Return exactly the lines that run from the one with "for the tile" to the last line of the entries below, both included, and nothing else.

Items listed in a dataset
----

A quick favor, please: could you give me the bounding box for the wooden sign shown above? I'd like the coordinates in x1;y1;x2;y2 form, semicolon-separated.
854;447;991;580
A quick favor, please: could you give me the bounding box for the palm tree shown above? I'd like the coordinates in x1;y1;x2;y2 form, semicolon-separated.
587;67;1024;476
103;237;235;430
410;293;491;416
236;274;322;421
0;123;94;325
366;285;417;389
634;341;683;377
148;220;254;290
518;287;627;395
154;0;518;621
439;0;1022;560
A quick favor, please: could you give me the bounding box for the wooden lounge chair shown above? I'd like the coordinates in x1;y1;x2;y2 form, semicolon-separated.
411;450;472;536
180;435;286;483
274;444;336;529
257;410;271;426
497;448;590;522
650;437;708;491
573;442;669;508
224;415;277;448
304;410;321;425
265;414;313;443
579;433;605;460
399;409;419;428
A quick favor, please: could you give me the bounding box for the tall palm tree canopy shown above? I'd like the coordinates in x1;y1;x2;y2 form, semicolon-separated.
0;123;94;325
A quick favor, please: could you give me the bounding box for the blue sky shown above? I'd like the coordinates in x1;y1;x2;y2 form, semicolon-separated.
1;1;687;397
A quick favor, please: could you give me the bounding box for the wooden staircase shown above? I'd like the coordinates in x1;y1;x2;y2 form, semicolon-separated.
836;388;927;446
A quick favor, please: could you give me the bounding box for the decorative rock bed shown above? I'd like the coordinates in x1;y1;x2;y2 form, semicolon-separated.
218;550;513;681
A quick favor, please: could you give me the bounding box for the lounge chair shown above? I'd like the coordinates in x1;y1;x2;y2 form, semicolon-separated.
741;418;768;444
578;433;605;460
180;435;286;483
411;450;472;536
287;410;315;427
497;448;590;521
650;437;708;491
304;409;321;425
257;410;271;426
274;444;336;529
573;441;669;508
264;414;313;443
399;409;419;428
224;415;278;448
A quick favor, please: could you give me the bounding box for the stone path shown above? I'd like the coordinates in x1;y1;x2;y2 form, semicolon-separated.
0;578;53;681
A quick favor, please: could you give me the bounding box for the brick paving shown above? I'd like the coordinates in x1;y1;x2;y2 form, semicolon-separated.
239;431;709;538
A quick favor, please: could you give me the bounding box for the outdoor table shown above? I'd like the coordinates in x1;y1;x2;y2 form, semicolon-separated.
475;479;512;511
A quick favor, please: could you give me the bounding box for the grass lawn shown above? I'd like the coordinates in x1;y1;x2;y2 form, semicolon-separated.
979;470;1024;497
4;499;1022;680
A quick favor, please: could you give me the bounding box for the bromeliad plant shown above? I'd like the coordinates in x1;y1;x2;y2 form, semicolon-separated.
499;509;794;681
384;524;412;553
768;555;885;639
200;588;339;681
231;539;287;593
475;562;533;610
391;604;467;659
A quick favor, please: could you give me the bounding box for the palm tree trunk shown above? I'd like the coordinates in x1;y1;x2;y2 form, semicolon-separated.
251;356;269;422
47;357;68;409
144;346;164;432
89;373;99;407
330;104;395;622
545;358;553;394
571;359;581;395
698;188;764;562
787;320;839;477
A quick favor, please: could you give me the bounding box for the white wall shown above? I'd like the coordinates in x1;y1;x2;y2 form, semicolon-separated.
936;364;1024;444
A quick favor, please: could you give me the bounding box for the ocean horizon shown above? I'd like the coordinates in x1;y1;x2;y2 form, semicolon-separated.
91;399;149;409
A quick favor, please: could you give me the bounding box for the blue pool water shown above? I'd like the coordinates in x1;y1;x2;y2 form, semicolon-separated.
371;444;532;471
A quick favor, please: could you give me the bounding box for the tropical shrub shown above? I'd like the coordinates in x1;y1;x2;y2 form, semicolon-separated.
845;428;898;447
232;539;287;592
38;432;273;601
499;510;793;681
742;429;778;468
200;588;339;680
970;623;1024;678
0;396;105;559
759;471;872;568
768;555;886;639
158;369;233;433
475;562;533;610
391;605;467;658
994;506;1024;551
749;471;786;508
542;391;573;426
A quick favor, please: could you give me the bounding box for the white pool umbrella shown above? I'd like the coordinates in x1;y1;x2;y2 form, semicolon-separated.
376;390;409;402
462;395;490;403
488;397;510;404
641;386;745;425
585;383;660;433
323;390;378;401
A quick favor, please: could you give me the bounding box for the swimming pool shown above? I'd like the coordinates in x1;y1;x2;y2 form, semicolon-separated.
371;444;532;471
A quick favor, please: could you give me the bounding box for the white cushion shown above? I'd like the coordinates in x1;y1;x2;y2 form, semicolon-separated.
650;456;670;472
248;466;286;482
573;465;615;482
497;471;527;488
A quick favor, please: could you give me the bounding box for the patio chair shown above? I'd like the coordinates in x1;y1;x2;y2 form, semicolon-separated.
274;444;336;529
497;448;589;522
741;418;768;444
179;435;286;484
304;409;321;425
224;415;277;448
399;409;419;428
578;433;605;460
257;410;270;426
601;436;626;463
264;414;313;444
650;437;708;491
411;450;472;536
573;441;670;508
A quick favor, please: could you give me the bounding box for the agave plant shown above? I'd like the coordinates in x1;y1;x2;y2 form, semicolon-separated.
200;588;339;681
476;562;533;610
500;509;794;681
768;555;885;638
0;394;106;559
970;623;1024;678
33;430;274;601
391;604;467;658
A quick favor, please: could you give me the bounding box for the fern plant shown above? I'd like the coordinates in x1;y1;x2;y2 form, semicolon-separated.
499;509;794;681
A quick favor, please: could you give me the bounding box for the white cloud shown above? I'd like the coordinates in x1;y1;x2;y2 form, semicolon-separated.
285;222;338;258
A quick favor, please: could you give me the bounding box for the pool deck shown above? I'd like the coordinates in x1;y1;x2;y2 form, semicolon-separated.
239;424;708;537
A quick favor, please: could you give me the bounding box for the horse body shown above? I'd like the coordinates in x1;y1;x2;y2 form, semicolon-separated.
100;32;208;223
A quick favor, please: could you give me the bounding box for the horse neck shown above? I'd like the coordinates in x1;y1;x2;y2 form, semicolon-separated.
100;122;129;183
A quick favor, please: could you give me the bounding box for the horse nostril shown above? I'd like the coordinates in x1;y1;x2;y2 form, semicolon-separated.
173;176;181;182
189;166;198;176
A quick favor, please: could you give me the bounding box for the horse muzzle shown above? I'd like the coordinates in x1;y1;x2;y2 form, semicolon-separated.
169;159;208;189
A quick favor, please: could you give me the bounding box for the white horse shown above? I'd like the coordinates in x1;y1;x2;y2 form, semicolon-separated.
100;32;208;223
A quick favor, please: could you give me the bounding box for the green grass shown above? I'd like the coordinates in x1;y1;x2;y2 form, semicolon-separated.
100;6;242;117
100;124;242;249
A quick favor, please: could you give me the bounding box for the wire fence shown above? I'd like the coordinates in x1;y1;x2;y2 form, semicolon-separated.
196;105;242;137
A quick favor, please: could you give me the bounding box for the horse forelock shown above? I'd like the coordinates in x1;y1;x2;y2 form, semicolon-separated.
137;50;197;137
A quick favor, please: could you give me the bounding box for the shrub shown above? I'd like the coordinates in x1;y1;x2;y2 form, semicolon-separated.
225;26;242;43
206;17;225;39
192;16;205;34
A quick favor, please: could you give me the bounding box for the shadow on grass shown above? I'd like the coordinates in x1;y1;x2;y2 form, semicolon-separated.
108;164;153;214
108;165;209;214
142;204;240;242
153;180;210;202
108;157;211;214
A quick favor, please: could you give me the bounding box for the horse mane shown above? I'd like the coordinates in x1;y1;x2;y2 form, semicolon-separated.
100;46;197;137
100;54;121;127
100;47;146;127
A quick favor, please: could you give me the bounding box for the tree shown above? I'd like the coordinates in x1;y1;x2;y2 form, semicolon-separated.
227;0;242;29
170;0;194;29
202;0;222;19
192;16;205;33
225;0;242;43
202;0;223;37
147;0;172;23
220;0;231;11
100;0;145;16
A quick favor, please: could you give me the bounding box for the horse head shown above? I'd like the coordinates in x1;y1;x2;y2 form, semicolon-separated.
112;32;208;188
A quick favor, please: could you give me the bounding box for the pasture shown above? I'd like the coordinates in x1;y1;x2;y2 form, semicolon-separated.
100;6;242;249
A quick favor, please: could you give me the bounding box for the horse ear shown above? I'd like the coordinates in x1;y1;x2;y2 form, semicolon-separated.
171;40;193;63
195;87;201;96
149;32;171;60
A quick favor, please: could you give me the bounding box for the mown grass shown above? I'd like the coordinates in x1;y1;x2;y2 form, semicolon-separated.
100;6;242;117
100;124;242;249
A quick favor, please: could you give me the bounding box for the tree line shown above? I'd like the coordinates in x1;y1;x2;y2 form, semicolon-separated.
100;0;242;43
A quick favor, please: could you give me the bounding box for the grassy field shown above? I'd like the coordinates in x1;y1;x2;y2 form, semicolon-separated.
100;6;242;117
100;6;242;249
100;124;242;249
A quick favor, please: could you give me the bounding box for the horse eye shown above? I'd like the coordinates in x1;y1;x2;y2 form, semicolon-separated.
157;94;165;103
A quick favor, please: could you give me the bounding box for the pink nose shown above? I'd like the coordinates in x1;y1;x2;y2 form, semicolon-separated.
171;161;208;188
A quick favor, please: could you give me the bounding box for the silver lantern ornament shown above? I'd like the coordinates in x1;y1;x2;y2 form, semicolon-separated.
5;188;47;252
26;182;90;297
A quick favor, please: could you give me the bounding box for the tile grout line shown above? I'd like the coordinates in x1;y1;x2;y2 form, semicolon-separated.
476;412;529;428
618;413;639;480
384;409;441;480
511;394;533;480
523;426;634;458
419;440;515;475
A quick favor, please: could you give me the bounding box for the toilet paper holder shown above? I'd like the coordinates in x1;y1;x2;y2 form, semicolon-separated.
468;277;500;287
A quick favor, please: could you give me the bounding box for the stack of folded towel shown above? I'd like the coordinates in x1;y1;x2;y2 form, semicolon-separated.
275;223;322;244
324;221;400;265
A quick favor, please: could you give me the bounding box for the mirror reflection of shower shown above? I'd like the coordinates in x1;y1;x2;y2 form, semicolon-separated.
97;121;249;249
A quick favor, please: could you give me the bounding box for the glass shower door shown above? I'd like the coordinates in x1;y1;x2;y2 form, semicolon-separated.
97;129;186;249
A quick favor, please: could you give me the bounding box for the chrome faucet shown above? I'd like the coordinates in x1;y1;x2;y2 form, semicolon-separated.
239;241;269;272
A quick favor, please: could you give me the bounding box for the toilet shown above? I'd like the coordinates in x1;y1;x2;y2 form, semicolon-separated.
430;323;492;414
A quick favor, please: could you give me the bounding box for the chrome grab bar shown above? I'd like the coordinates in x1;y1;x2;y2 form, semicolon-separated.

----

**RESULT OF THE TASK**.
A quick favor, please: could you give me the bounding box for the tile grout line shown above? I'd like the coordinates in x1;y1;x2;y2 form, semicolon-separated.
476;412;529;428
618;413;639;480
384;409;441;480
511;394;533;480
523;426;634;458
419;440;515;475
A quick favor, please: could you give me the bounding box for the toilet paper holder shown above? I'd like the coordinates in x1;y1;x2;y2 form, semicolon-separated.
468;277;500;287
A quick favor, please: could you give me the bounding box for the stack of folded towel shown above? I'd like the coordinates in x1;y1;x2;y2 form, semicolon-separated.
275;223;322;244
324;221;400;265
A quick favor, please: could you give me the bounding box for the mirror reflection of shower shown above? I'd like the coordinates in x1;y1;x2;y2 form, semicolon-separated.
97;121;249;249
A quick favor, please: could you give me the bounding box for the glass shower door shown above? I'd like the coordinates in x1;y1;x2;y2 form, semicolon-separated.
97;129;186;249
A quick favor, please: could you give me the bounding box for the chrome faucet shown above? I'd like the coordinates in x1;y1;x2;y2 form, semicolon-separated.
239;241;269;272
A quick favor, please: could you give me the bounding box for the toilet shown above? I'd like the coordinates in x1;y1;x2;y2 form, semicolon-separated.
430;323;492;414
A quick favor, please: could you give me the bounding box for the chrome grab bar shown above? I'd like the coordinates in x1;y1;x2;y2 form, semicolon-separated.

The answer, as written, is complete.